→ **REQUIRED WORK**
Output every line of the listing as it stands.

→ **INFORMATION GIVEN**
·····
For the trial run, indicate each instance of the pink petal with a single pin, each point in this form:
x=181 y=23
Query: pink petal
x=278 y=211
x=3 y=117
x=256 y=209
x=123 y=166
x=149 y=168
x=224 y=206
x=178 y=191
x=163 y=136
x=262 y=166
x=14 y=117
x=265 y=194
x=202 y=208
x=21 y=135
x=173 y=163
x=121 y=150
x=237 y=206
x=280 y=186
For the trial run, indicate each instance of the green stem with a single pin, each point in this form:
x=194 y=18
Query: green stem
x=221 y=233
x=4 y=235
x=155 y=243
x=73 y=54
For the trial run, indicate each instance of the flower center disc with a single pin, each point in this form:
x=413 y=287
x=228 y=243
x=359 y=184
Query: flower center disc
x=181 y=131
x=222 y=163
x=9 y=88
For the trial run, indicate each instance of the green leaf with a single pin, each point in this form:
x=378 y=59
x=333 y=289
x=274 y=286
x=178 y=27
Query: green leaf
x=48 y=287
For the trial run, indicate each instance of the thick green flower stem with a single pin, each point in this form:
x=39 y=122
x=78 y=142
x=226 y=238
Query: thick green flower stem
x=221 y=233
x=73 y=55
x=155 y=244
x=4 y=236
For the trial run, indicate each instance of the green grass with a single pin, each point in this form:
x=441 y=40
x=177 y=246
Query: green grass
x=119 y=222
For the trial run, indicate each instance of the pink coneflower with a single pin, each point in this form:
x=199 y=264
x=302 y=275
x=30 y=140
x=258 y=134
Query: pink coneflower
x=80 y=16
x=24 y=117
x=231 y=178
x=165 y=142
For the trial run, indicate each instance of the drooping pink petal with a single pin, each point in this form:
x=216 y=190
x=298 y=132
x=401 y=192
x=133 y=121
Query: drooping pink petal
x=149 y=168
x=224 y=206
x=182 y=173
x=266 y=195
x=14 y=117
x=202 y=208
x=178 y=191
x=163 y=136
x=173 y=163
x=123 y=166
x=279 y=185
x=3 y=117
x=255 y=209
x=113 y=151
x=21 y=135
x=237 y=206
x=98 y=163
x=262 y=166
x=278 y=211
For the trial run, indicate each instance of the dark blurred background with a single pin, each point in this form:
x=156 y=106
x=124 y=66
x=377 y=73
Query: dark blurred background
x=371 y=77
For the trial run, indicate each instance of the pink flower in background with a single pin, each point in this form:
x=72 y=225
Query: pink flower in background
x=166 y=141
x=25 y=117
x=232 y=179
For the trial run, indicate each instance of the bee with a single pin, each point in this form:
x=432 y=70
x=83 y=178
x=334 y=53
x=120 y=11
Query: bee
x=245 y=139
·····
→ **WRITTEN ANSWER**
For the trial run, indicate each instance of the pink petal with a single pin, each point in this form:
x=181 y=23
Query: pink petal
x=278 y=211
x=3 y=117
x=256 y=209
x=123 y=166
x=149 y=168
x=224 y=206
x=178 y=191
x=163 y=136
x=262 y=166
x=14 y=117
x=265 y=194
x=202 y=208
x=21 y=135
x=173 y=163
x=121 y=150
x=237 y=206
x=280 y=186
For the trial run, indicate each instance of the green stem with a single pin, each point in this form:
x=194 y=18
Query: green stem
x=221 y=233
x=4 y=235
x=155 y=243
x=73 y=54
For the trial run, indicate each instance of the flower center disc with a single pin, each point in this form:
x=413 y=287
x=228 y=243
x=359 y=184
Query: flower center disc
x=181 y=131
x=222 y=163
x=9 y=88
For the trial run, indicate each instance of the green leaf with a single pin, each point in this form:
x=378 y=59
x=333 y=289
x=274 y=286
x=178 y=27
Query: green leaf
x=48 y=287
For the trial run, indicate each instance of the thick green flower stem with a single pin, each point in this form:
x=39 y=122
x=78 y=142
x=226 y=238
Query: thick green flower stem
x=221 y=233
x=73 y=55
x=155 y=244
x=4 y=236
For the trial run, indicate each instance of the green grass with a single pin, each point in this form:
x=441 y=40
x=177 y=246
Query: green grass
x=119 y=222
For the trial run, indicate each instance of the pink coneflower with a single pin, each point in this form:
x=199 y=264
x=302 y=275
x=30 y=140
x=258 y=134
Query: pink coneflower
x=80 y=16
x=24 y=117
x=231 y=178
x=165 y=142
For the trial run, indicate each instance of the drooping pink petal with a single pin, each point in this form:
x=216 y=190
x=298 y=132
x=401 y=192
x=133 y=121
Query: drooping pink petal
x=149 y=168
x=224 y=206
x=182 y=173
x=266 y=195
x=14 y=117
x=202 y=208
x=178 y=191
x=163 y=136
x=173 y=163
x=123 y=166
x=279 y=185
x=3 y=117
x=255 y=209
x=113 y=151
x=21 y=135
x=237 y=206
x=98 y=163
x=262 y=166
x=278 y=211
For the trial run, indicate each instance of the dark blurred background with a single pin, each point in this form:
x=156 y=106
x=124 y=66
x=377 y=73
Query: dark blurred background
x=371 y=77
For the trial run, indicate each instance of the pink flower in background with a single pin, each point in this form:
x=72 y=225
Query: pink flower in background
x=166 y=141
x=25 y=117
x=232 y=179
For the trial run, indicate each instance of the bee with a single pin, each point in this form:
x=432 y=70
x=83 y=178
x=334 y=53
x=120 y=11
Query: bee
x=245 y=139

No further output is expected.